- _WHAT IS BEING ASKED_
Within the entries below, find the portion that opens with the line containing "TARGET: small motorboat" and closes with the line containing "POINT: one per instance on the palm tree". Retype that portion exactly and only.

- _EXERCISE DATA_
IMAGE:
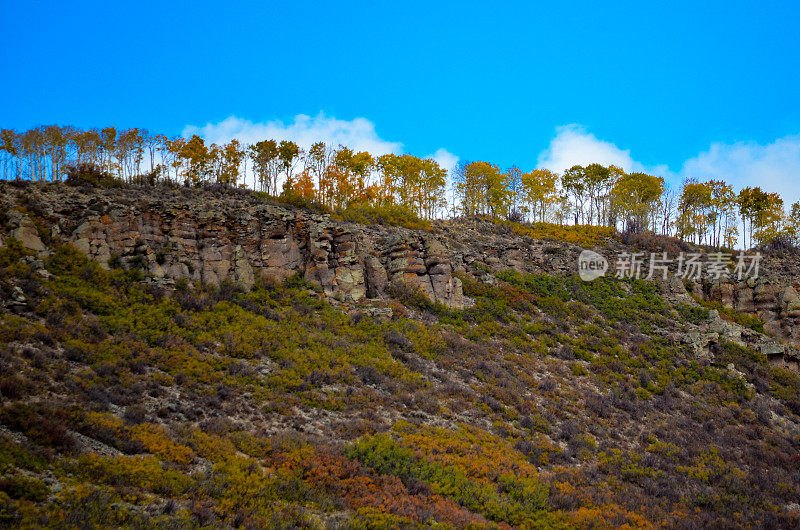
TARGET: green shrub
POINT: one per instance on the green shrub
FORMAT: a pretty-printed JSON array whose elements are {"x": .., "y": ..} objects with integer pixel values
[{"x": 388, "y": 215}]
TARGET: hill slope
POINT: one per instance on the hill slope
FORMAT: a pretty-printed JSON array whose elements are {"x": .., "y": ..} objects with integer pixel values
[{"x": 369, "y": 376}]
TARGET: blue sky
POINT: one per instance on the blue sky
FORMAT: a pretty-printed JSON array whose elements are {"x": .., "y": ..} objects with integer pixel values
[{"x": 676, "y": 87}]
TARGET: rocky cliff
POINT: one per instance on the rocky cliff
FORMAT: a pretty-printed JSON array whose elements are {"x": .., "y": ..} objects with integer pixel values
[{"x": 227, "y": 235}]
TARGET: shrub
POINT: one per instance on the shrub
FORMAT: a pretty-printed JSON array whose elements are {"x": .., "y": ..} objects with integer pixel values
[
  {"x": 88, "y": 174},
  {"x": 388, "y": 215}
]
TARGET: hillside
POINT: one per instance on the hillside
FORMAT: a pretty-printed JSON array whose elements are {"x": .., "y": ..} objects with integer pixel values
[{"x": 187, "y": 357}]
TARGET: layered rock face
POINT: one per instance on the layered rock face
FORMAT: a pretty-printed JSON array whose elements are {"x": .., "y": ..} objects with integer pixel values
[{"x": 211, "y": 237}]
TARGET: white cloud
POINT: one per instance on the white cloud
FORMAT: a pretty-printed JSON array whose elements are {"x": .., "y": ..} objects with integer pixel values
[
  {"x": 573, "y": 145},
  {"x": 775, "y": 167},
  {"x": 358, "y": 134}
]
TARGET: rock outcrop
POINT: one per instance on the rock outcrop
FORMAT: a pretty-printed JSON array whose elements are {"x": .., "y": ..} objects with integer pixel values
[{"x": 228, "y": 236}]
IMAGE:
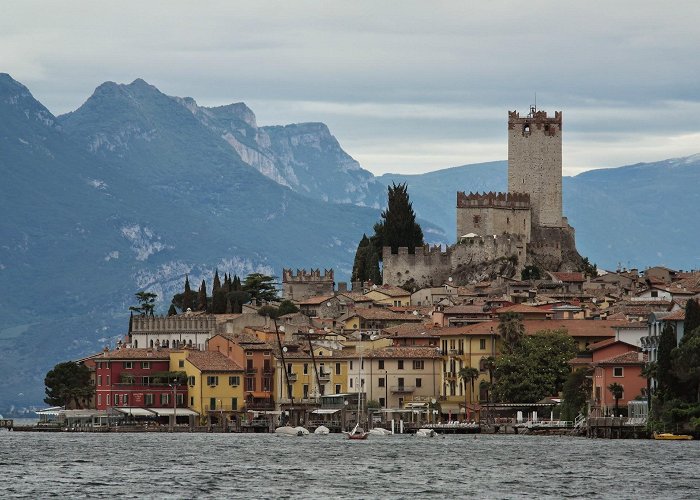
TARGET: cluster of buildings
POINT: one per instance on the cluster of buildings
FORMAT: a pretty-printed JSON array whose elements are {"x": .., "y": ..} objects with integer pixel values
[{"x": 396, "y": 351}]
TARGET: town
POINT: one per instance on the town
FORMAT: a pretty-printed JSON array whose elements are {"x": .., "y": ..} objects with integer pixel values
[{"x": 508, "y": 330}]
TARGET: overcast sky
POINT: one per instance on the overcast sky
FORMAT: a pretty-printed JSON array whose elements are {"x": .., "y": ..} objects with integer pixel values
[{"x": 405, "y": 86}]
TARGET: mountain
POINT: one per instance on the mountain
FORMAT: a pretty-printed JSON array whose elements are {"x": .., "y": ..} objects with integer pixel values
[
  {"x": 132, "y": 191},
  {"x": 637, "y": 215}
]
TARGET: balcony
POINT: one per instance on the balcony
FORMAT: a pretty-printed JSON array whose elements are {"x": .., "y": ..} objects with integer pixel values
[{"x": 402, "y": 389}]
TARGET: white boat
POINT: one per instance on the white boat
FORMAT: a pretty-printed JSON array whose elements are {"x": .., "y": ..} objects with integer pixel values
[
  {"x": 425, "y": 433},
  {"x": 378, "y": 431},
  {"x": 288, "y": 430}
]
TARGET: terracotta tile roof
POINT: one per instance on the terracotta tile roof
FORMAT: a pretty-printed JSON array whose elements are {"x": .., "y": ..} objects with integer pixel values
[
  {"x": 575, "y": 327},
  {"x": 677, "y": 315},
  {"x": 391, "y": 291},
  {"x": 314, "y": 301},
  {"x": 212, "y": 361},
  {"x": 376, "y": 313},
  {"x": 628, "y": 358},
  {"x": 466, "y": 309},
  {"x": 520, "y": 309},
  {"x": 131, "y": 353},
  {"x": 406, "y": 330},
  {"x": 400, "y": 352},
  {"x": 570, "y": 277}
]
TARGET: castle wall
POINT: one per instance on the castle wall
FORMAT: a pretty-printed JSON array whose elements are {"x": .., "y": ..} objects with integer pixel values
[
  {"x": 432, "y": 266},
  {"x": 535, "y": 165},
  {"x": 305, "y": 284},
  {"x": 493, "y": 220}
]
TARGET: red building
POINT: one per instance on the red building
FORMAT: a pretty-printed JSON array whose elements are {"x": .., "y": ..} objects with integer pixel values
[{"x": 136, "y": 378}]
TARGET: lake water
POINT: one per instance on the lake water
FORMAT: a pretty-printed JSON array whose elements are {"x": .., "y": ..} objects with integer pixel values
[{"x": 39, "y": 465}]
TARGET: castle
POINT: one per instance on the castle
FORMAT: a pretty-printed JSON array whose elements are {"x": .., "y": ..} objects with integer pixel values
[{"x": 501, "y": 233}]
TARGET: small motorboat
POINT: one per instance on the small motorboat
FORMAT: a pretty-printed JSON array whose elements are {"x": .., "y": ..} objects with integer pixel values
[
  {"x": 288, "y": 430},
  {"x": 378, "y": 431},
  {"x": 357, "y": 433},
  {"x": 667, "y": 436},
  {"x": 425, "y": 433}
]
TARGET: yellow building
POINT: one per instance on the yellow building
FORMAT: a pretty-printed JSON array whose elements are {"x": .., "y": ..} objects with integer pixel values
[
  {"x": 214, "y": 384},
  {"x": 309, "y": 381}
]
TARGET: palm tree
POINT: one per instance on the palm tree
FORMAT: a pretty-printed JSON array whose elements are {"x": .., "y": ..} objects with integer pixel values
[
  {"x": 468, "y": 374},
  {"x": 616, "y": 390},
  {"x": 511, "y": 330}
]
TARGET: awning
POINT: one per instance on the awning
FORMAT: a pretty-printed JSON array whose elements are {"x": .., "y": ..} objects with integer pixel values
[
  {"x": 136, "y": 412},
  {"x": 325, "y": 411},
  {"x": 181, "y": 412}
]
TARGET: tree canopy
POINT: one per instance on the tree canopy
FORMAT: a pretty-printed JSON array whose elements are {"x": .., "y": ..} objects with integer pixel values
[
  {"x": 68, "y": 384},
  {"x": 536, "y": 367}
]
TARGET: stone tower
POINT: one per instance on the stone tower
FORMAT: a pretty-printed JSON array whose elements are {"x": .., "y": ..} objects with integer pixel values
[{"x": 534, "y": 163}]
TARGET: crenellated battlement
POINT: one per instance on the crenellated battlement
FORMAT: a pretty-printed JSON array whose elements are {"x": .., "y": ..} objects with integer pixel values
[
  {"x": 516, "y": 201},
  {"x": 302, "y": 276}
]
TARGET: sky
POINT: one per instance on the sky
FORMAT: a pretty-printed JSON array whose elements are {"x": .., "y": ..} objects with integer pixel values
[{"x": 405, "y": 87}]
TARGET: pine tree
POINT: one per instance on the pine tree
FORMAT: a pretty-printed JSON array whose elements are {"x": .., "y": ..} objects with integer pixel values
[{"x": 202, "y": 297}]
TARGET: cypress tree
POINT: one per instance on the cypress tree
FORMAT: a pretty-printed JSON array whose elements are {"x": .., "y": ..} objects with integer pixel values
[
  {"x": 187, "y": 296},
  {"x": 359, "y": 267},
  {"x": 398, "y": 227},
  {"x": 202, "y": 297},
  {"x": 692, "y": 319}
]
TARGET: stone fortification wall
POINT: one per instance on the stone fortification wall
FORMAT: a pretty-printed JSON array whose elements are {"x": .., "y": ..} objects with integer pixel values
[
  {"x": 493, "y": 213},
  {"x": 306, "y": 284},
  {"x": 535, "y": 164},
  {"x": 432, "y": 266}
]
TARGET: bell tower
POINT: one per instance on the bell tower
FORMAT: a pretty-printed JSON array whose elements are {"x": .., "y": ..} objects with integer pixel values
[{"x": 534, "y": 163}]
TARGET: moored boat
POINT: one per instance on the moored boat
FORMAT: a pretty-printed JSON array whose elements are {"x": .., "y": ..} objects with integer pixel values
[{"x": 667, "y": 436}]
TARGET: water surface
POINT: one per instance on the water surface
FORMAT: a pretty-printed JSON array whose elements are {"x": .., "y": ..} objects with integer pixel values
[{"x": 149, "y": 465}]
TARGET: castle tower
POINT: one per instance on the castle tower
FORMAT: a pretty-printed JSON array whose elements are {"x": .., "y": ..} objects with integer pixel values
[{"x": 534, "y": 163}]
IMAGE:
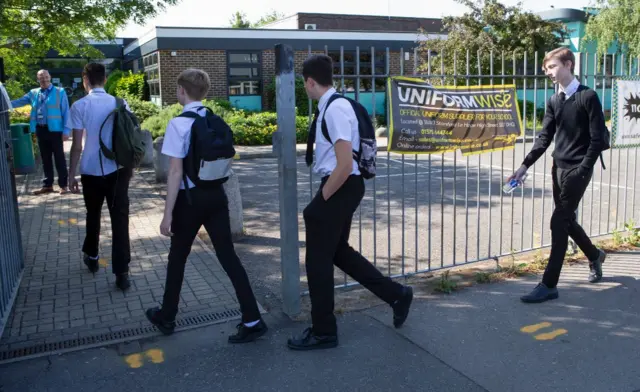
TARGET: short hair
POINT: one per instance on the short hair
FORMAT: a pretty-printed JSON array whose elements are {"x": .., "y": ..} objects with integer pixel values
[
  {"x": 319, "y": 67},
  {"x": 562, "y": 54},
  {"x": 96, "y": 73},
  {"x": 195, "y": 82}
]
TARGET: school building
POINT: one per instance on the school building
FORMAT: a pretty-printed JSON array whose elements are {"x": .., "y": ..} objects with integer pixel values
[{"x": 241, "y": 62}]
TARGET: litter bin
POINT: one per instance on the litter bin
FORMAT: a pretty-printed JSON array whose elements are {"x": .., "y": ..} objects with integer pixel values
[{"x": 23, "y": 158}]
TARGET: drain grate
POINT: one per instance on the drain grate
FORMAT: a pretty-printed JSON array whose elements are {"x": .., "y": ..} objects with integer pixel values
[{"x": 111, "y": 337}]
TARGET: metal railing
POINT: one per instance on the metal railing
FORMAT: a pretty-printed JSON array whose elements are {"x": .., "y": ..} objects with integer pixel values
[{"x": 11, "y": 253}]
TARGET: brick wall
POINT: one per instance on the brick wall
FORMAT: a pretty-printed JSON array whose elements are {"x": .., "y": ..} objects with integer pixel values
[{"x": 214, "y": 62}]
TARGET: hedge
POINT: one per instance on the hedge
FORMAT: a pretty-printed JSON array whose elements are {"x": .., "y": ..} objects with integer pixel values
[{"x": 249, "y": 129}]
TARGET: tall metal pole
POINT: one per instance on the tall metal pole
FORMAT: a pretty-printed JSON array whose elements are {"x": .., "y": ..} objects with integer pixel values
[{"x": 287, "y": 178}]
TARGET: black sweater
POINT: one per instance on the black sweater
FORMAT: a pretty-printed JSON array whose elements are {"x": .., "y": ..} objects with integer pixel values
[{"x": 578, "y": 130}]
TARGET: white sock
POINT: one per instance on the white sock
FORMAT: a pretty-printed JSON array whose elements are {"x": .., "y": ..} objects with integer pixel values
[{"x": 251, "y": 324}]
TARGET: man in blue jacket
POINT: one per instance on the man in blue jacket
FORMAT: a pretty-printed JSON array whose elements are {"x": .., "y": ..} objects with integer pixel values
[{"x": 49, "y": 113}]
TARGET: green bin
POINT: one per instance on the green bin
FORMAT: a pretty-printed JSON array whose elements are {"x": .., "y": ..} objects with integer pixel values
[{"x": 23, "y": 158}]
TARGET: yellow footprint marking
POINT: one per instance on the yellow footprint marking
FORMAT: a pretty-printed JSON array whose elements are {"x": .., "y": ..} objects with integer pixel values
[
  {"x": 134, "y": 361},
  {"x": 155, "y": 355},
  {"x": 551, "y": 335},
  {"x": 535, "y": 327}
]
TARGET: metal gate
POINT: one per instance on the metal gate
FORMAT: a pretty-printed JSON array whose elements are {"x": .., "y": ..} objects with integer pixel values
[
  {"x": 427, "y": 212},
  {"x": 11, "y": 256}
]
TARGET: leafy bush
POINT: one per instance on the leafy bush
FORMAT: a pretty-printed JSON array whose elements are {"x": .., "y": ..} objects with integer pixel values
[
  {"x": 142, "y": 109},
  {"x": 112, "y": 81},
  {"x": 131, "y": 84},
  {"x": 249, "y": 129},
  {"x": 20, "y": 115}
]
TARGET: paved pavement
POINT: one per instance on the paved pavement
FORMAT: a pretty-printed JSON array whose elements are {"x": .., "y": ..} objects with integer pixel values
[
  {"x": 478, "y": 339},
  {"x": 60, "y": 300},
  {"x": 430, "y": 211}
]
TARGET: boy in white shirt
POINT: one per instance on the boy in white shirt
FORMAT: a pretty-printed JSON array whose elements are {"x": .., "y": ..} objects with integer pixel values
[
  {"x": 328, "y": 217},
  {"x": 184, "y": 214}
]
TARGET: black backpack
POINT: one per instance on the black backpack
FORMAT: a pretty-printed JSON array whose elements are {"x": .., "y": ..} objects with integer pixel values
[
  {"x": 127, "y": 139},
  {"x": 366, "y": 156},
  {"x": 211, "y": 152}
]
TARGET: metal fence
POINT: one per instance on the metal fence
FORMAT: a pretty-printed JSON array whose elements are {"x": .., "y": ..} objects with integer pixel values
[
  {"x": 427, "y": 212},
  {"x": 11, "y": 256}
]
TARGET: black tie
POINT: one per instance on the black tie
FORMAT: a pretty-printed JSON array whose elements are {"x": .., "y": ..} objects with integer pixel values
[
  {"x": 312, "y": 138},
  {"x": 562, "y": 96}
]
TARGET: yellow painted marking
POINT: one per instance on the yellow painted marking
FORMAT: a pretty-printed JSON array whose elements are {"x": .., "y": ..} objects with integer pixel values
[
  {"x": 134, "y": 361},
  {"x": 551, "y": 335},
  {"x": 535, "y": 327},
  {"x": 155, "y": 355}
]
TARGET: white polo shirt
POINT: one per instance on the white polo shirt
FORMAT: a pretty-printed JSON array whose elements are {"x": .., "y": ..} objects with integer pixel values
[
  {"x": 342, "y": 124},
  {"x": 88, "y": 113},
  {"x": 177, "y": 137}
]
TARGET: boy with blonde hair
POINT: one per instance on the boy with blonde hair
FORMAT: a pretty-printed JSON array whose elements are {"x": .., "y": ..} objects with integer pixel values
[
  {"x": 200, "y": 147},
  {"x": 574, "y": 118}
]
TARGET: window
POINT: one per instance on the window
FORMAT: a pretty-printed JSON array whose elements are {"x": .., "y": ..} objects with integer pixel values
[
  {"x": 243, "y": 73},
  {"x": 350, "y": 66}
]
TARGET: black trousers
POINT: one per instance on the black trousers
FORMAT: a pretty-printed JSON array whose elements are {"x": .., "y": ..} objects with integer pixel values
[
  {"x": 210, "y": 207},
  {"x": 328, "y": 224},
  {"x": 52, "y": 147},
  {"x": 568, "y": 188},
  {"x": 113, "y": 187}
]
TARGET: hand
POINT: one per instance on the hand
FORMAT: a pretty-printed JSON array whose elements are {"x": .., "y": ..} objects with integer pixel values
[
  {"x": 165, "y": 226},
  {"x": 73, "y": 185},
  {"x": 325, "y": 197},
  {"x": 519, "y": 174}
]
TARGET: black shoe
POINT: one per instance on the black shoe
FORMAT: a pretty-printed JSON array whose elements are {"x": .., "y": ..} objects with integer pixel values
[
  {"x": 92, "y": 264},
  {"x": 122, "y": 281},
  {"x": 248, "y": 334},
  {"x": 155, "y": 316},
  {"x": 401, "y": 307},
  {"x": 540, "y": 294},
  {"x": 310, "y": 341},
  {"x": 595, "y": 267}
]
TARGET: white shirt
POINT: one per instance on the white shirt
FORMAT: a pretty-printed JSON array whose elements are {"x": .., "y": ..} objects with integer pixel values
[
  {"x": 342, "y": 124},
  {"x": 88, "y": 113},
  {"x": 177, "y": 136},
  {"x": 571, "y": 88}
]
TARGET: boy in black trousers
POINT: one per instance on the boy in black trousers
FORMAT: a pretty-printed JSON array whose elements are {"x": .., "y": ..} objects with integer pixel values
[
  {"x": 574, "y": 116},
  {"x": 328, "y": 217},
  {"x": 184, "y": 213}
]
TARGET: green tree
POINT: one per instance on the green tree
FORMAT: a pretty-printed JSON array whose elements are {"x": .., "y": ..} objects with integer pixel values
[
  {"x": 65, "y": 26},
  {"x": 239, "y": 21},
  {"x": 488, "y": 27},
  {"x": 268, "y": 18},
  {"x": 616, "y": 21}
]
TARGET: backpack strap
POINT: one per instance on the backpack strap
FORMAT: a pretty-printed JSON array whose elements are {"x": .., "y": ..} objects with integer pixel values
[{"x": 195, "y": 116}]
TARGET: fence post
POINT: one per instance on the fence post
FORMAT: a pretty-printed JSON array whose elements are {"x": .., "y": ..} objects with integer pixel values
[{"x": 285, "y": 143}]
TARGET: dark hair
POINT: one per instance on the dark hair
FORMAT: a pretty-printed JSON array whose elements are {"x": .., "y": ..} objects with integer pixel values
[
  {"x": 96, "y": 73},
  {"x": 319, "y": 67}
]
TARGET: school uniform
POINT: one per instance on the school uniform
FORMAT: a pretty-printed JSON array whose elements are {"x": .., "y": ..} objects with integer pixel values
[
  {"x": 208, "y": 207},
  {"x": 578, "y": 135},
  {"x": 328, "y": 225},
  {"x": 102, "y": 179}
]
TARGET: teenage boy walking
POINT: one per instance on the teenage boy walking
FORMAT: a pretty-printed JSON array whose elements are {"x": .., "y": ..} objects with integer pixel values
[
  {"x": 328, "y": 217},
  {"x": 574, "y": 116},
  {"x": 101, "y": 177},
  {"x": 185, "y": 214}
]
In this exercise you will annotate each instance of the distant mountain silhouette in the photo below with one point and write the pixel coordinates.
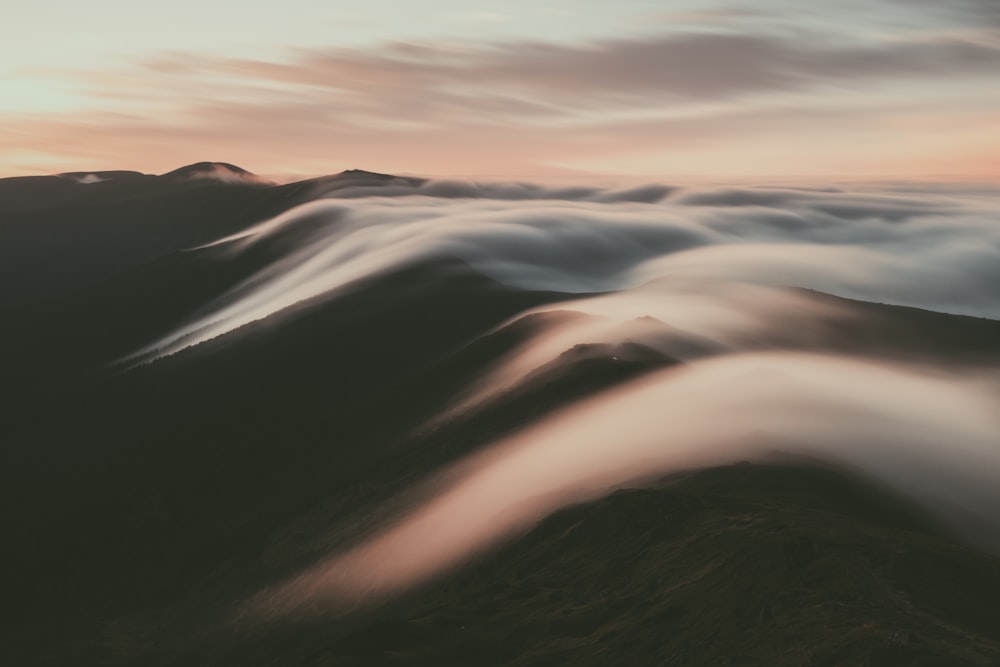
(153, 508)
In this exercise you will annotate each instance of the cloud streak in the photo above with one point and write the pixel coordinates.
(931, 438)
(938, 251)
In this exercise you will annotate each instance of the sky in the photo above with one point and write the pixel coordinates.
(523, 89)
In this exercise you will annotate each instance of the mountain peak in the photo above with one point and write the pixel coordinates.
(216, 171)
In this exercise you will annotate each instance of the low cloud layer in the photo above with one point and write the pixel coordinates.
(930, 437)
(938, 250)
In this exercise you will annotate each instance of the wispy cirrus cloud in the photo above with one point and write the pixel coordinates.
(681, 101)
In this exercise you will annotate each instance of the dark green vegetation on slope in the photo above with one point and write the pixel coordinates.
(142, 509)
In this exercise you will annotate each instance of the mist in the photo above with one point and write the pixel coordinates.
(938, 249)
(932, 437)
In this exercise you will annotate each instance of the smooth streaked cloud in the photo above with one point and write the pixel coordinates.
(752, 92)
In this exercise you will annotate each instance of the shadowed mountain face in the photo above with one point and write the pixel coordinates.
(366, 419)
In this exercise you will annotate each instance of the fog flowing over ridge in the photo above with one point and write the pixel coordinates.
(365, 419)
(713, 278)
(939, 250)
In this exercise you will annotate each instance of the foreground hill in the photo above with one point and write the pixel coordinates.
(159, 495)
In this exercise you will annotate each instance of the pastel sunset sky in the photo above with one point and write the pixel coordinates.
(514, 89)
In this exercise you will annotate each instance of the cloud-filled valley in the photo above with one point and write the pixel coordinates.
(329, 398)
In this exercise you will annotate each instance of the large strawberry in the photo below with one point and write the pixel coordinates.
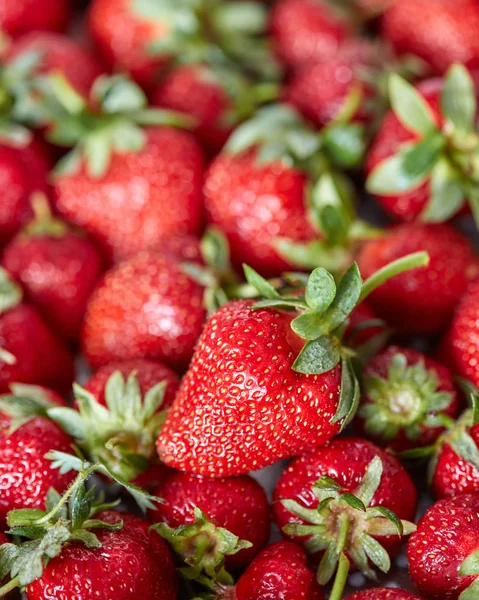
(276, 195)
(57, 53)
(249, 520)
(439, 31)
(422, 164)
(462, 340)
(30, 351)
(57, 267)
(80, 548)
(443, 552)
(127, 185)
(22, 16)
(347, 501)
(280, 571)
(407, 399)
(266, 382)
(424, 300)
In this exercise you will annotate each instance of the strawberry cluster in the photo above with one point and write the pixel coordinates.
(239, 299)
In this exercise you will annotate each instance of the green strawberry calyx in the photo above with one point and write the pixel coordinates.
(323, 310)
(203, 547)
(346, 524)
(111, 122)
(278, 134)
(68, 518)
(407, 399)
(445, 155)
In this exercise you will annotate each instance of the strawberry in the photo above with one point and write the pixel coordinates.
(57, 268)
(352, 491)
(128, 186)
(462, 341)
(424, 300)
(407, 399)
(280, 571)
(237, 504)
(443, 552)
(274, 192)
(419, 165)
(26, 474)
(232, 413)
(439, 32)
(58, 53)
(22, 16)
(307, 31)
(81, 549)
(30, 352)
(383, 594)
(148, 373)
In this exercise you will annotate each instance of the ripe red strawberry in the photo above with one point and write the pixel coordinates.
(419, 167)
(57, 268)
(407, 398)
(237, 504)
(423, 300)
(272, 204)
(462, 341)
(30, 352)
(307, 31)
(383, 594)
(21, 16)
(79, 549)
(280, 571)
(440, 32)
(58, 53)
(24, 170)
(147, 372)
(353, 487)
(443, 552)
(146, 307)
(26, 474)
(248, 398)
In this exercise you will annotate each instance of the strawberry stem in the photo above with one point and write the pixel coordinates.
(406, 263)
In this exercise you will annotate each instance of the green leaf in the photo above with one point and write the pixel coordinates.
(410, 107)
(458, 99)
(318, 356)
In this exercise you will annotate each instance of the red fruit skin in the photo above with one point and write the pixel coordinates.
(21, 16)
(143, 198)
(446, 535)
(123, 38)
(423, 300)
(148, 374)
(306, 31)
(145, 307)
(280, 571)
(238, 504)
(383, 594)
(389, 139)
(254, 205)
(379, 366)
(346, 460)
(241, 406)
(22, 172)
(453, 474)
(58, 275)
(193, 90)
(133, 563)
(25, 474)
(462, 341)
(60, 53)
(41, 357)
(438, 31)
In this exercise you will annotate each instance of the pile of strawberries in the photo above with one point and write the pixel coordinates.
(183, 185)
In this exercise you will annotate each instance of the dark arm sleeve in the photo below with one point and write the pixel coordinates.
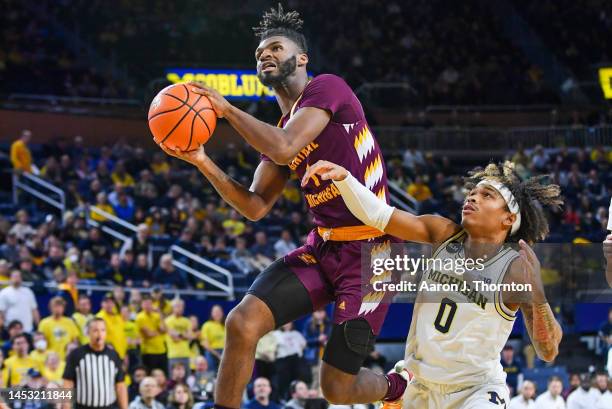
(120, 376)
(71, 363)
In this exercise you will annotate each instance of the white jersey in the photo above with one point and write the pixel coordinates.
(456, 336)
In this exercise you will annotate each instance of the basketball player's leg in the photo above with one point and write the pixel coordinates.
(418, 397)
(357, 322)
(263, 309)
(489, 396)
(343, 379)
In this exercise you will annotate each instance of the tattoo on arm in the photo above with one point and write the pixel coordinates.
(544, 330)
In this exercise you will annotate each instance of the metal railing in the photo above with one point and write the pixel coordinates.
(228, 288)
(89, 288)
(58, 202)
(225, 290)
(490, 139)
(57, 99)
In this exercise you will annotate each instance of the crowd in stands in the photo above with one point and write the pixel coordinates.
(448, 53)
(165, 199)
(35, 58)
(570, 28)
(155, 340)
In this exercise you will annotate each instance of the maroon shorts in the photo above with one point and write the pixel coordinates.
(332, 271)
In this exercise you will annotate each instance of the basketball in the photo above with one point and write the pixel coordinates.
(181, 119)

- _TASK SOLUTION_
TARGET: small motorboat
POINT: one per instance on the small motorboat
FORMAT: a pretty-printed JSON array whose elements are {"x": .., "y": ..} objects with integer pixel values
[
  {"x": 288, "y": 430},
  {"x": 378, "y": 431},
  {"x": 357, "y": 433},
  {"x": 667, "y": 436},
  {"x": 425, "y": 433}
]
TARGET: yellow building
POINT: one per instance on the yellow building
FORMAT: a pretty-printed JSON array whose elements are {"x": .., "y": ..} objects with integer pixel values
[
  {"x": 214, "y": 384},
  {"x": 309, "y": 381}
]
TARGET: palm tree
POINT: one per instance on the palm tree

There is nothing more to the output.